--- begin Given text ---

Bah, humbug – er, handbag.

After reading CD’s (Cynthia Dill’s, certainly not Charles Dickens’) cautionary tale of two biddies, I was tempted to gift her with a centrifuge to whiz and whirl all the alcohol out of her fellow swappers’ libations – in a phrase, ‘fuge the ‘nog. (“Lesson in gracious giving emerges from Yankee Swap regret,” Dec. 18)

It’s tough to overstate the import of Ms. Dill’s message on party gift swapping. She’s turned it into a teachable moment for herself and her posterity. What should the rest of us unwashed reader/writers without our own columns glean from her words? I’ll offer my own take.

Frankly I’m amazed that Ms. Dill and her ilk haven’t proposed a more civilized and proper name than “Yankee Swap.”

--- end Given text ---
--- begin Information provided ---

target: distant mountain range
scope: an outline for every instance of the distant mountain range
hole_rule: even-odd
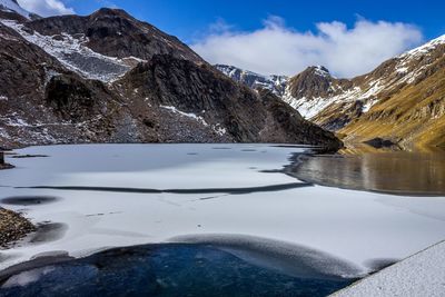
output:
[[[251,88],[273,90],[305,118],[347,142],[380,138],[405,148],[445,147],[445,36],[353,79],[337,79],[320,66],[291,78],[216,67]]]
[[[176,37],[122,10],[40,18],[14,0],[0,0],[0,69],[3,148],[83,142],[342,146],[333,132],[274,95],[279,92],[235,82]]]

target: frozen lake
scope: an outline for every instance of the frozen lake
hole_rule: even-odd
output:
[[[17,150],[48,157],[7,158],[17,168],[0,171],[1,206],[47,225],[1,250],[0,268],[55,251],[86,257],[111,247],[165,244],[184,251],[180,245],[192,244],[281,276],[354,279],[445,239],[445,198],[337,189],[283,174],[305,150],[271,145]]]

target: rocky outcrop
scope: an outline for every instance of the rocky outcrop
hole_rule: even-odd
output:
[[[284,96],[286,91],[288,82],[288,77],[286,76],[263,76],[228,65],[216,65],[215,68],[233,80],[244,83],[254,90],[267,89],[279,97]]]
[[[342,146],[333,133],[305,121],[276,96],[233,81],[177,39],[121,10],[23,23],[3,20],[0,57],[3,147],[73,142]]]
[[[149,60],[154,55],[171,55],[176,58],[204,62],[191,49],[176,37],[156,27],[138,21],[123,10],[100,9],[88,16],[62,16],[27,22],[26,27],[43,36],[82,34],[87,47],[96,52],[116,58],[136,57]]]
[[[6,248],[32,231],[36,231],[36,227],[27,218],[12,210],[0,208],[0,247]]]
[[[303,119],[266,90],[255,92],[234,83],[208,65],[171,56],[155,56],[116,82],[132,102],[175,110],[204,128],[240,142],[298,142],[339,147],[333,133]],[[171,107],[175,107],[172,109]],[[158,118],[164,126],[162,120]]]

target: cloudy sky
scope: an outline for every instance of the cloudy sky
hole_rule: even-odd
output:
[[[445,33],[441,1],[19,0],[41,16],[122,8],[178,36],[211,63],[295,75],[323,65],[338,77]]]

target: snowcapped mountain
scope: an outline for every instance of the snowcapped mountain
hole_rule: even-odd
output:
[[[216,65],[215,67],[235,81],[245,83],[253,89],[267,89],[277,96],[283,96],[286,90],[288,80],[286,76],[263,76],[228,65]]]
[[[236,67],[218,69],[247,86],[275,88],[269,77]],[[444,70],[442,36],[353,79],[335,78],[320,66],[309,67],[283,78],[275,92],[306,119],[346,135],[346,140],[380,137],[403,146],[444,146]]]
[[[31,17],[31,13],[22,9],[17,0],[0,0],[0,10],[6,12],[16,12],[27,19]]]
[[[342,146],[271,92],[239,86],[177,38],[122,10],[30,20],[10,7],[0,11],[0,147]]]

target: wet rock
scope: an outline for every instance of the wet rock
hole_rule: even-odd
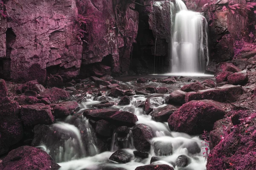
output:
[[[157,93],[160,94],[169,94],[169,90],[165,87],[161,87],[157,88]]]
[[[136,156],[140,157],[142,159],[145,159],[148,157],[149,153],[146,152],[138,151],[136,150],[134,151],[134,154]]]
[[[137,80],[137,82],[140,83],[145,83],[148,82],[148,79],[145,78],[140,78]]]
[[[160,165],[147,165],[138,167],[135,170],[174,170],[172,167],[165,164]]]
[[[243,85],[248,82],[248,74],[247,70],[235,73],[227,77],[228,84]]]
[[[150,116],[156,122],[167,122],[170,116],[177,110],[177,108],[168,105],[156,109],[150,113]]]
[[[185,96],[186,92],[180,90],[173,91],[170,94],[169,104],[183,104],[185,103]]]
[[[60,100],[66,100],[70,97],[69,93],[64,90],[57,88],[47,89],[40,94],[38,98],[39,99],[47,98],[51,103],[54,103]]]
[[[132,96],[136,95],[136,94],[134,91],[133,91],[131,90],[128,90],[128,91],[125,91],[125,94],[124,94],[125,96]]]
[[[132,157],[132,155],[121,149],[114,152],[110,156],[109,159],[113,162],[125,164],[130,162]]]
[[[146,90],[150,93],[156,93],[157,91],[157,88],[155,87],[148,87],[146,88]]]
[[[192,83],[184,85],[180,90],[186,92],[189,92],[190,91],[198,91],[199,90],[205,89],[205,88],[201,85],[198,85],[198,83]]]
[[[58,104],[50,105],[55,118],[66,116],[73,113],[74,110],[79,106],[75,101],[63,102]]]
[[[163,102],[158,99],[149,98],[145,101],[145,110],[146,114],[148,114],[153,110],[154,108],[163,105]]]
[[[155,141],[153,145],[154,151],[157,156],[167,156],[172,154],[172,145],[171,142]]]
[[[212,129],[215,122],[225,115],[223,105],[211,100],[192,100],[185,103],[168,119],[171,130],[189,134]]]
[[[188,166],[189,162],[189,159],[185,155],[180,155],[176,159],[176,164],[179,167],[185,167]]]
[[[133,127],[138,121],[137,116],[131,113],[109,109],[85,110],[84,115],[95,120],[107,120],[119,126]]]
[[[118,97],[119,96],[123,96],[124,92],[118,88],[112,88],[110,91],[110,94],[114,97]]]
[[[111,137],[112,135],[111,125],[108,122],[100,120],[96,122],[95,131],[102,136]]]
[[[150,150],[150,140],[154,137],[150,128],[144,124],[137,125],[132,130],[132,134],[135,149],[138,151]]]
[[[120,101],[118,103],[118,105],[128,105],[131,102],[131,97],[127,96],[125,96],[121,98]]]
[[[241,70],[231,62],[220,62],[216,66],[216,71],[214,75],[218,76],[221,73],[226,71],[236,73],[241,71]]]
[[[47,78],[47,86],[51,88],[61,87],[64,85],[62,77],[58,75],[50,74]]]
[[[43,103],[25,105],[20,108],[20,117],[26,126],[53,123],[54,117],[50,107]]]
[[[107,88],[119,88],[120,86],[117,84],[113,84],[112,85],[108,85],[107,86]]]
[[[228,71],[222,72],[215,77],[216,82],[217,83],[220,83],[223,82],[227,82],[227,77],[233,73],[234,73]]]
[[[3,170],[57,170],[60,167],[46,152],[29,146],[12,150],[0,164],[0,169]]]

--- end Information provided ---

Exercise requirements
**1)** In the letter about the Yankee Swap column, what date is given for Cynthia Dill's column?
**2)** According to the Yankee Swap letter, why was the writer tempted to give Cynthia Dill a centrifuge? Answer in one to three sentences.
**3)** Reproduce the stretch of the Yankee Swap letter from "It’s tough to" through "my own take.", word for word.

Answers to each task
**1)** Dec. 18

**2)** The centrifuge would whiz and whirl all the alcohol out of her fellow swappers' libations. The letter sums this up as "'fuge the 'nog."

**3)**
It’s tough to overstate the import of Ms. Dill’s message on party gift swapping. She’s turned it into a teachable moment for herself and her posterity. What should the rest of us unwashed reader/writers without our own columns glean from her words? I’ll offer my own take.